### Set exercise
Gather every line of the entries below that contains the string "footbridge", matching case exactly.

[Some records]
════

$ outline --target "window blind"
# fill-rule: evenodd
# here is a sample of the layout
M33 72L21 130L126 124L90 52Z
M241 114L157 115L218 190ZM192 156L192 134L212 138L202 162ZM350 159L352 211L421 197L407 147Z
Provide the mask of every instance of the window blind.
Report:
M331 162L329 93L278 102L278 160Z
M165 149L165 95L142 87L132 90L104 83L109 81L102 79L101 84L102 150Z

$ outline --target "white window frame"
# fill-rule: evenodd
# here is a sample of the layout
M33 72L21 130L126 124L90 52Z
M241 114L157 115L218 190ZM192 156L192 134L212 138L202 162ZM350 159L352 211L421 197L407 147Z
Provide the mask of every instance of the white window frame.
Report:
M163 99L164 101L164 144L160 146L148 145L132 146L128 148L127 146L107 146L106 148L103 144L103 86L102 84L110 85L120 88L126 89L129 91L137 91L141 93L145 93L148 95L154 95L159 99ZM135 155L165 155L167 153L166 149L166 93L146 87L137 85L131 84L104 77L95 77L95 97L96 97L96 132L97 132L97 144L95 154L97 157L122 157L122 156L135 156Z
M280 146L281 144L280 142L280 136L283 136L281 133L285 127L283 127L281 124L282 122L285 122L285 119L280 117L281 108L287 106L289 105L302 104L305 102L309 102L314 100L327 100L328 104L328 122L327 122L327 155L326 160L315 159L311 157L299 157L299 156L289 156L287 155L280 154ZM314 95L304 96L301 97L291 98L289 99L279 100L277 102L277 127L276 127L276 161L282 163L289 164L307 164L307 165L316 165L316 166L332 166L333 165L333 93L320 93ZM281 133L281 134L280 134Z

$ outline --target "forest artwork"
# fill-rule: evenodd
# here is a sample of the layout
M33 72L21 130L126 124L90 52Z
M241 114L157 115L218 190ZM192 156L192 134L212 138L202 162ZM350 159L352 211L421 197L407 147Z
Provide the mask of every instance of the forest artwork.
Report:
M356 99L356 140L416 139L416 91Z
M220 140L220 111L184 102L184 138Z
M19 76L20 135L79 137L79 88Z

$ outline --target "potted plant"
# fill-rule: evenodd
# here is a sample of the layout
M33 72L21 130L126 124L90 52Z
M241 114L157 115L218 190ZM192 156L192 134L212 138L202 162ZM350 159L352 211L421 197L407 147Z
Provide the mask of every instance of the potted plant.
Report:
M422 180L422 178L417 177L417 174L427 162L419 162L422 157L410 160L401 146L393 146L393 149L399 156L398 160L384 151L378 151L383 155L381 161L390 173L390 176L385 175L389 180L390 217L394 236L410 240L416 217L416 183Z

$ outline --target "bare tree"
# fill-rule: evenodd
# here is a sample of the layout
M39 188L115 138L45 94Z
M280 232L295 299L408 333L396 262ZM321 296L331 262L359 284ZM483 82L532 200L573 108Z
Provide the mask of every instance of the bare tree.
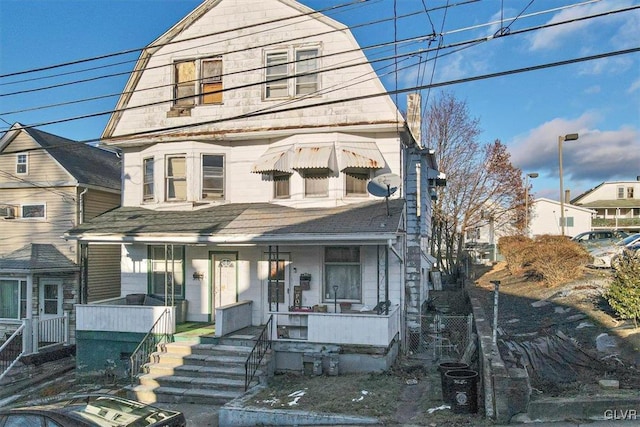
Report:
M445 273L460 266L467 229L490 220L496 227L521 232L524 188L521 171L511 164L499 140L482 145L479 120L466 102L439 94L425 114L425 145L435 150L438 168L447 175L433 205L432 253Z

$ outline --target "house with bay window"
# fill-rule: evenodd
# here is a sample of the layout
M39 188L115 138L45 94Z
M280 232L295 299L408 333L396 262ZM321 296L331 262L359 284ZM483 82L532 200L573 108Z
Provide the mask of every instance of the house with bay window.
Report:
M346 26L293 0L207 0L122 93L102 135L122 206L66 233L122 248L120 300L78 307L79 364L131 355L156 319L118 305L134 295L218 337L268 326L278 370L323 352L382 370L419 336L437 165Z
M25 345L15 338L21 350L2 360L37 351L32 342L73 343L74 305L120 294L119 247L93 246L81 275L87 248L62 238L120 205L120 178L113 150L19 123L0 138L0 346L25 323L58 325Z

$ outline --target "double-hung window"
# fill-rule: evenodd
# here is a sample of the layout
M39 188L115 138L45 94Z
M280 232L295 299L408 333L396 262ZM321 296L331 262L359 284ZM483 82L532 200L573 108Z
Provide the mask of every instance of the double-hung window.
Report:
M44 204L22 205L21 217L27 219L44 219L46 218L46 206Z
M174 105L222 102L222 58L203 58L174 63Z
M184 298L184 246L149 247L149 290L172 302Z
M324 248L324 300L362 300L360 247L327 246Z
M165 189L167 200L187 200L187 158L184 154L166 157Z
M289 64L287 52L267 53L265 98L285 98L289 95Z
M318 48L267 52L265 55L265 99L304 96L318 91Z
M0 319L24 319L27 315L27 281L0 279Z
M290 189L290 173L275 173L273 174L273 197L276 199L288 199L291 197Z
M153 157L142 161L142 201L153 202L155 199L153 188Z
M224 156L202 156L202 198L224 198Z
M18 153L16 155L16 174L25 175L28 173L28 161L27 153Z

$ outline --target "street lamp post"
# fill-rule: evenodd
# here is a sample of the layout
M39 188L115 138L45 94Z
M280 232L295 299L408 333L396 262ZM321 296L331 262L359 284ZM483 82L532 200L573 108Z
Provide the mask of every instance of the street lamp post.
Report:
M560 164L560 227L564 236L564 189L562 188L562 143L564 141L575 141L578 139L577 133L568 133L558 137L558 163Z
M524 179L524 231L529 237L529 178L537 178L538 172L528 173Z

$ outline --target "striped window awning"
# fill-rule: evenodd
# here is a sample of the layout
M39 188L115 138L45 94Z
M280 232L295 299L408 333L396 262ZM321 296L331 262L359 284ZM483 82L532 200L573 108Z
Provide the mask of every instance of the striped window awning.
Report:
M385 161L375 142L339 142L338 164L345 169L382 169Z
M291 167L300 169L334 170L335 150L331 144L300 144L293 150Z
M273 173L285 172L293 173L291 168L291 155L293 147L285 145L283 147L271 147L265 151L253 164L253 173Z

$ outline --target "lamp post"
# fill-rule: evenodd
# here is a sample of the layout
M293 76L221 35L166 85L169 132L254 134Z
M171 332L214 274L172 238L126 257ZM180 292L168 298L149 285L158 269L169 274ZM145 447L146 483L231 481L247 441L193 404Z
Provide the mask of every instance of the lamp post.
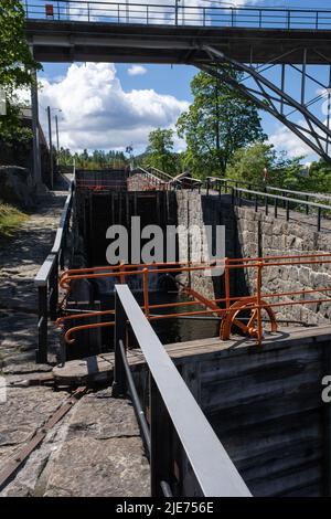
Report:
M54 165L53 165L53 142L52 142L52 118L51 118L51 107L47 106L47 119L49 119L49 144L50 144L50 186L51 189L54 188Z
M51 177L51 189L54 187L54 162L53 162L53 139L52 139L52 110L62 112L61 108L51 108L47 106L47 119L49 119L49 142L50 142L50 177ZM56 130L56 150L57 158L56 163L58 163L58 151L60 151L60 139L58 139L58 117L55 115L55 130Z

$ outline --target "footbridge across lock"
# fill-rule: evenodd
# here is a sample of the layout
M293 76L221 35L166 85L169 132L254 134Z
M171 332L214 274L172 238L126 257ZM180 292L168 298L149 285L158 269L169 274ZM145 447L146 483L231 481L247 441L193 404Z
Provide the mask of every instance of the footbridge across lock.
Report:
M331 10L189 7L177 0L23 4L36 60L196 66L331 161ZM224 65L239 71L239 78Z

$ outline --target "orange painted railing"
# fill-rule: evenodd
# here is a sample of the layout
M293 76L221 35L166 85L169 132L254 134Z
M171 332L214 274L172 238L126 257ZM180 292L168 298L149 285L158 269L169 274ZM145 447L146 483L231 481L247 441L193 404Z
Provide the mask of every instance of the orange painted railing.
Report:
M65 297L62 303L68 297L73 283L79 279L100 279L100 278L117 278L120 284L126 283L131 276L142 277L142 294L143 305L141 308L145 311L146 317L152 320L159 319L171 319L186 316L203 316L203 315L216 315L221 319L220 337L223 340L227 340L231 337L233 327L236 326L245 335L256 339L257 343L260 345L264 337L264 318L263 313L267 314L268 320L270 321L270 331L277 331L276 315L274 309L281 310L288 306L296 305L316 305L321 303L331 303L331 286L309 288L302 290L290 290L274 293L267 292L263 288L263 273L264 271L271 267L292 267L292 266L324 266L331 265L331 254L303 254L303 255L291 255L291 256L267 256L267 257L252 257L252 258L224 258L217 262L209 263L151 263L151 264L139 264L139 265L126 265L119 264L116 266L103 266L93 268L78 268L65 271L60 277L60 286L65 292ZM218 273L216 269L221 269ZM255 294L249 296L234 296L231 294L231 272L237 272L238 269L255 269ZM183 273L203 273L204 271L215 271L214 274L217 276L224 276L224 297L207 299L206 297L199 294L196 290L189 286L183 285L175 280L175 275ZM173 280L178 284L179 288L185 293L191 300L177 301L177 303L163 303L159 305L151 305L149 303L149 278L153 275L167 274L173 277ZM331 267L330 267L331 277ZM319 297L314 298L313 296ZM307 296L311 298L307 298ZM293 299L288 300L288 297ZM285 298L285 299L284 299ZM299 298L299 299L297 299ZM270 299L278 299L277 303L270 301ZM192 305L200 305L203 309L190 309ZM182 307L188 307L184 311L179 311ZM171 309L175 308L177 311L173 314L152 314L153 310ZM241 320L241 313L248 314L245 319L247 324ZM68 315L57 319L60 326L64 326L67 321L75 319L84 319L97 316L113 316L114 309L104 311L93 311L76 315ZM66 342L73 342L73 335L76 331L113 327L113 321L96 322L93 325L79 325L70 328L65 333Z

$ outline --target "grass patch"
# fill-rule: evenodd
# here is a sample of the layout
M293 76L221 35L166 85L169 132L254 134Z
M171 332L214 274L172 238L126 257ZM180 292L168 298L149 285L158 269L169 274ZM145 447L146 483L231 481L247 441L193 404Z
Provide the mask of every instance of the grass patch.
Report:
M17 208L0 202L0 239L12 236L26 218L26 214Z

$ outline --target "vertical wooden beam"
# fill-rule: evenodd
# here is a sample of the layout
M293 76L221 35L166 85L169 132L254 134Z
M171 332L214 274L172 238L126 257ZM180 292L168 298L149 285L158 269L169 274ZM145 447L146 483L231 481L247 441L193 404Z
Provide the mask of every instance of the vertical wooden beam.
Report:
M323 377L331 375L331 343L323 347ZM331 497L331 402L323 402L323 494Z

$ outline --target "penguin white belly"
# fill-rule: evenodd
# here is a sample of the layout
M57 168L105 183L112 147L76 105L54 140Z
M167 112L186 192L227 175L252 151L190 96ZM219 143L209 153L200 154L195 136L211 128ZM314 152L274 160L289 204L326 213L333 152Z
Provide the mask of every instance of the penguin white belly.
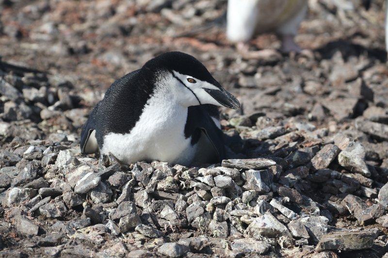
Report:
M160 160L188 165L196 148L184 128L187 108L164 102L164 106L148 103L135 126L126 134L110 133L104 137L101 153L109 152L122 162Z
M296 35L307 7L307 0L228 0L228 39L247 41L272 30Z

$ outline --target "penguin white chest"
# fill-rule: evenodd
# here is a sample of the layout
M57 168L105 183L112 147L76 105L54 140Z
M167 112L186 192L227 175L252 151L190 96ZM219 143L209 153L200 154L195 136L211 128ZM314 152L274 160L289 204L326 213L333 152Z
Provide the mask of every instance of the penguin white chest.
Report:
M127 164L157 160L189 165L195 148L184 135L187 112L178 103L151 99L130 132L104 137L101 152L110 152Z

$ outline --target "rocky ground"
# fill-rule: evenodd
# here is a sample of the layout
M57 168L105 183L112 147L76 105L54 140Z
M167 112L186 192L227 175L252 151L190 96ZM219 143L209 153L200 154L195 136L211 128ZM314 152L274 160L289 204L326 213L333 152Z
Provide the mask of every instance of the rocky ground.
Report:
M245 59L204 28L226 0L0 1L0 257L384 256L385 7L361 2L310 0L302 54L265 34ZM109 85L170 50L242 104L222 110L229 159L82 155Z

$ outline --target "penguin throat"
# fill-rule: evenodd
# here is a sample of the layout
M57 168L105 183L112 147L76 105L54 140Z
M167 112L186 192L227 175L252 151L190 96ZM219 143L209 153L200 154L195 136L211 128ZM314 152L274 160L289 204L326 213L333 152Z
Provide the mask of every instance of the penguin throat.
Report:
M193 90L192 90L191 89L190 89L190 88L189 88L189 87L188 87L187 86L186 86L186 84L185 84L183 83L183 81L182 81L182 80L181 80L180 79L179 79L179 78L178 78L178 77L177 77L177 76L175 76L175 75L174 75L174 74L173 73L171 73L171 74L172 74L172 75L173 75L173 76L174 78L175 78L176 79L177 79L178 80L178 81L179 81L179 82L180 83L181 83L181 84L182 84L182 85L183 85L184 87L185 87L186 88L187 88L187 89L188 89L188 90L189 90L189 91L191 91L191 93L193 93L193 94L194 95L194 96L195 97L195 98L196 98L196 99L197 99L197 100L198 101L198 103L199 103L199 105L202 105L202 104L201 104L201 102L199 101L199 98L198 98L198 97L197 97L197 95L195 94L195 93L194 93L194 91L193 91Z

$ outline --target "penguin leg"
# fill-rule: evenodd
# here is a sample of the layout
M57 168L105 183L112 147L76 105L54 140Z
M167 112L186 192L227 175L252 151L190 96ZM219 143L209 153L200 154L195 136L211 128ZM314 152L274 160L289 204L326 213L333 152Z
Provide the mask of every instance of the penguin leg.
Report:
M276 29L276 32L281 41L280 51L283 53L295 52L301 53L302 49L295 42L294 38L298 33L302 21L306 16L307 12L307 3L301 8L300 11L286 21Z

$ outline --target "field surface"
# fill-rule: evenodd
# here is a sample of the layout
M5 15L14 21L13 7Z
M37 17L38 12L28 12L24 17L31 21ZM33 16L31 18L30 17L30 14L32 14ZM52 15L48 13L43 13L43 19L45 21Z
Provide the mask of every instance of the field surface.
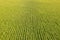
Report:
M60 40L60 3L0 1L0 40Z

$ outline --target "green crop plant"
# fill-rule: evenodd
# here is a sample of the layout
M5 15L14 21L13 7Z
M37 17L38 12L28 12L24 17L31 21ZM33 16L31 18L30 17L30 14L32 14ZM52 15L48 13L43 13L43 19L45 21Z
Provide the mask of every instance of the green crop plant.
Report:
M60 40L60 3L53 1L0 0L0 40Z

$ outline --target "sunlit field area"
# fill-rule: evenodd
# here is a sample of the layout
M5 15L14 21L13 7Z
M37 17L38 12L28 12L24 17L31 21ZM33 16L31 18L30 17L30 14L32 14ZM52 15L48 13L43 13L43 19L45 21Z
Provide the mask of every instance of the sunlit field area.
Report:
M0 0L0 40L60 40L59 0Z

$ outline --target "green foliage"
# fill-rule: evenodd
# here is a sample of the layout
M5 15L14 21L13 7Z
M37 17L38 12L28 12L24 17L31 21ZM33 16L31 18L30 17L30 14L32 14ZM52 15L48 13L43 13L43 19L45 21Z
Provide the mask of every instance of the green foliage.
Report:
M60 4L27 2L0 6L0 40L60 40Z

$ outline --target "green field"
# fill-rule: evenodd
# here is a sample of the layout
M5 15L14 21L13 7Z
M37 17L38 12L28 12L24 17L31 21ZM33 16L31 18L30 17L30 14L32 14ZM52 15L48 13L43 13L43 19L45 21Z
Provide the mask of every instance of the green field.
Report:
M60 40L60 3L1 1L0 40Z

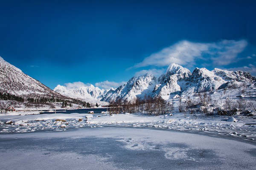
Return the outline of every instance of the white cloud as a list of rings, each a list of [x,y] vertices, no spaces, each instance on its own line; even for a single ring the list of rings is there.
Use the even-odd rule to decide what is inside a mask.
[[[154,68],[149,70],[142,70],[135,73],[135,76],[141,76],[142,75],[146,74],[147,73],[149,73],[152,74],[155,76],[159,76],[161,74],[164,74],[165,71],[165,69],[157,69]]]
[[[247,41],[245,40],[224,40],[211,45],[211,48],[216,49],[215,51],[209,53],[210,54],[213,53],[215,56],[211,58],[213,63],[217,65],[222,65],[235,62],[235,59],[237,54],[244,51],[247,44]]]
[[[95,83],[95,85],[100,88],[108,89],[111,88],[116,88],[121,85],[124,85],[126,83],[126,82],[109,82],[108,80],[106,80],[104,82],[96,82]]]
[[[78,88],[82,87],[88,86],[88,85],[90,85],[90,84],[85,84],[81,82],[76,82],[65,83],[64,85],[67,88],[70,89]]]
[[[243,67],[237,67],[234,68],[230,68],[227,69],[232,71],[237,71],[241,70],[244,71],[247,71],[254,76],[256,76],[256,67],[252,64],[249,64],[248,66],[244,66]]]
[[[237,54],[244,50],[247,44],[245,40],[223,40],[212,43],[182,41],[151,54],[132,68],[162,67],[174,62],[191,67],[198,59],[210,60],[217,65],[227,65],[235,61]]]

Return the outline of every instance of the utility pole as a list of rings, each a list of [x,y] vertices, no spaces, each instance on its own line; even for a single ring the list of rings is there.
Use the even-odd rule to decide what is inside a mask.
[[[55,98],[55,114],[56,114],[56,97]]]

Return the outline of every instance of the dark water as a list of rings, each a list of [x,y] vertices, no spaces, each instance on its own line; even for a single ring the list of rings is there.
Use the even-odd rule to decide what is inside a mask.
[[[86,109],[79,109],[74,110],[64,110],[64,109],[57,109],[56,113],[87,113],[89,111],[93,111],[95,113],[100,113],[102,111],[107,111],[106,108],[88,108]],[[40,114],[45,113],[54,113],[55,112],[48,112],[47,111],[40,112]]]

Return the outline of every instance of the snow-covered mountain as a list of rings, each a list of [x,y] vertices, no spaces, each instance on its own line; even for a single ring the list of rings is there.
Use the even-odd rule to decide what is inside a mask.
[[[151,95],[157,82],[157,78],[149,74],[135,76],[123,85],[115,90],[110,90],[102,100],[113,102],[117,100],[122,102],[132,102],[137,97],[143,98]]]
[[[0,57],[0,92],[27,98],[67,99],[50,89]]]
[[[58,85],[53,90],[67,97],[89,100],[100,100],[111,89],[101,89],[93,85],[70,87]]]
[[[187,68],[173,63],[169,66],[165,74],[158,78],[148,74],[134,77],[125,85],[115,90],[109,91],[102,100],[132,102],[137,98],[143,99],[147,96],[163,97],[176,94],[186,95],[238,87],[244,83],[253,84],[255,86],[256,83],[256,78],[247,72],[218,68],[210,71],[205,68],[196,68],[191,73]]]

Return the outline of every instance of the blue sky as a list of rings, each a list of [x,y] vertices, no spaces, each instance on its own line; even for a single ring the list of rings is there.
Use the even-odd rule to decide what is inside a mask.
[[[52,89],[116,87],[173,62],[256,75],[256,3],[230,1],[6,1],[0,56]]]

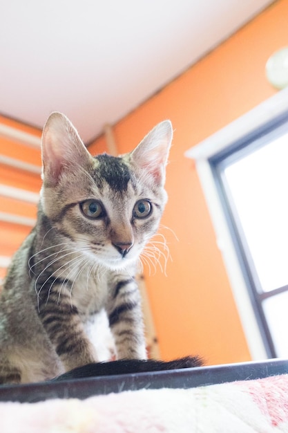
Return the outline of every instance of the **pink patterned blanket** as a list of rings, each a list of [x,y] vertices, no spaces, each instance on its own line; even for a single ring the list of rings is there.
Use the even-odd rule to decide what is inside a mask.
[[[189,389],[0,403],[1,433],[288,432],[288,375]]]

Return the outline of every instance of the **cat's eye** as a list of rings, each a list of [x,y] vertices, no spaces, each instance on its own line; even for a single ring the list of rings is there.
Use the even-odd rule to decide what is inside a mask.
[[[146,218],[152,212],[151,203],[148,200],[139,200],[134,206],[134,218]]]
[[[85,217],[96,219],[102,218],[105,214],[105,210],[97,200],[86,200],[80,203],[80,209]]]

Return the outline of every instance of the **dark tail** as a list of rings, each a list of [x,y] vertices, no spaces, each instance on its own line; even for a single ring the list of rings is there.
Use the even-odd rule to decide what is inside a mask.
[[[202,365],[202,360],[198,356],[186,356],[167,362],[156,360],[122,360],[87,364],[64,373],[53,379],[53,380],[66,380],[68,379],[112,376],[114,374],[175,370],[201,367]]]

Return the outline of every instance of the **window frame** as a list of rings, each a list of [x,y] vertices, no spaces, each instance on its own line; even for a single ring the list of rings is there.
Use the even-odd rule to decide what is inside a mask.
[[[232,217],[223,187],[221,164],[255,143],[265,145],[269,134],[288,125],[288,89],[267,100],[185,153],[195,161],[217,242],[222,254],[247,344],[253,360],[276,356],[273,341],[257,293],[253,267],[246,258],[244,241]],[[288,126],[287,126],[288,128]],[[276,289],[276,291],[281,290]],[[284,289],[283,289],[284,290]]]

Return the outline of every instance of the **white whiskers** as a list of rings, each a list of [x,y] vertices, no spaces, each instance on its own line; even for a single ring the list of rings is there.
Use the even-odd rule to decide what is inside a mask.
[[[156,240],[157,237],[162,240]],[[158,233],[145,246],[140,255],[140,261],[142,262],[140,263],[140,266],[143,269],[143,264],[146,264],[148,268],[149,275],[151,275],[151,270],[155,274],[158,266],[161,272],[166,275],[166,269],[169,258],[171,258],[171,256],[165,237],[161,233]]]

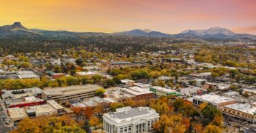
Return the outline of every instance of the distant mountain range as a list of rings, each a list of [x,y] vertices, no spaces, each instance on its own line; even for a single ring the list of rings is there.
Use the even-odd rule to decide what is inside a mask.
[[[27,29],[20,23],[16,22],[12,25],[0,27],[0,38],[34,38],[34,37],[79,37],[81,35],[130,35],[140,37],[163,38],[171,37],[178,38],[251,38],[256,40],[255,35],[236,33],[229,29],[218,27],[201,30],[186,30],[178,34],[167,34],[150,29],[133,29],[131,31],[104,33],[94,32],[71,32],[67,31],[48,31],[36,29]]]

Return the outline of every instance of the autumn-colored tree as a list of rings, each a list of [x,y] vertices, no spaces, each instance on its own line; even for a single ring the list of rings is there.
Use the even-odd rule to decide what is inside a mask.
[[[160,119],[153,125],[156,133],[169,132],[169,117],[167,115],[161,115]]]
[[[80,107],[74,107],[74,108],[72,108],[72,110],[73,110],[73,112],[76,115],[82,115],[83,113],[83,108],[80,108]]]
[[[26,132],[81,132],[85,133],[69,116],[40,117],[20,121],[12,133]]]
[[[206,106],[207,106],[208,104],[208,103],[207,103],[207,102],[203,102],[203,103],[201,104],[199,106],[199,111],[203,110],[206,107]]]
[[[201,123],[193,123],[193,127],[195,131],[195,133],[202,133],[203,132],[203,125]]]
[[[96,117],[91,117],[89,121],[89,123],[91,126],[94,126],[94,129],[96,129],[96,126],[100,123],[100,120]]]
[[[95,91],[95,93],[97,95],[99,95],[99,96],[102,97],[103,95],[103,93],[105,93],[105,91],[106,91],[106,90],[104,89],[100,88],[100,89],[97,89]]]
[[[212,124],[216,126],[221,127],[223,123],[223,117],[222,115],[216,115],[212,121]]]
[[[203,131],[203,133],[221,133],[221,129],[214,125],[207,125],[205,130]]]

════

### Output
$ outline --target "footbridge across lock"
Provide the mask of every instance of the footbridge across lock.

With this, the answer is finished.